* WHAT THIS TASK INVOLVES *
Send back all the data below, exactly as given.

* EXTRACTED ENTRIES *

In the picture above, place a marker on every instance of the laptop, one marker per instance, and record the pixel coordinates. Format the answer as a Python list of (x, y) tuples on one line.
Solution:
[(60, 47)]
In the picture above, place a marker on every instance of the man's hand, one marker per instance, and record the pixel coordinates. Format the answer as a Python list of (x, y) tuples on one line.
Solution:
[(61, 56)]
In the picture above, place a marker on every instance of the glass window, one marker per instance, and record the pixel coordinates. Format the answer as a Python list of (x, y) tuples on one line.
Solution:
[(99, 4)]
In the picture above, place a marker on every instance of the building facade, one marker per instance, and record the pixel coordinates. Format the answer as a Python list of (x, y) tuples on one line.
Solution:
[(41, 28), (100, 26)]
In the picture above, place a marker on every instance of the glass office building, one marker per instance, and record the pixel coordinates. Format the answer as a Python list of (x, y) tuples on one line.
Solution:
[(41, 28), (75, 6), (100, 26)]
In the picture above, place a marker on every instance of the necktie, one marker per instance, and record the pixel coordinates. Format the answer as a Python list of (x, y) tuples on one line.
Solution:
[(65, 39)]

* WRITTEN SOLUTION *
In the picture above, place a marker on every instance of the laptop, one marker per instance, and record the pixel coordinates. Format the answer as a Python list of (x, y) tuples on one line.
Solution:
[(60, 47)]
In the picture above, place a marker on every instance of the man's hand, one marker per instance, and record the pixel coordinates. Format the answer as a Python list of (x, y) tuples on one line.
Solution:
[(61, 56)]
In the picture above, place a marker on every instance of the glass window, one marker per instance, and record the pixel coordinates. Format the answer as a Python list of (x, y) tuples on one line.
Solution:
[(99, 4)]
In the picture above, place a marker on every instance of the building facade, one marker per instance, and record the pixel coordinates. Format the answer as a Python list of (x, y) tuples on one line.
Solution:
[(41, 28), (100, 26)]
In the picture above, place a marker on every instance of the glass office building, one marker per instance, and record the pixel coordinates. Format the answer as a Python list of (x, y) tuples on one line.
Solution:
[(41, 28), (75, 6), (100, 26)]
In the picture above, place a marker on every instance of the necktie, one marker per instance, and record the pixel coordinates. Format the answer as a Python list of (x, y) tuples on one line.
Solution:
[(65, 39)]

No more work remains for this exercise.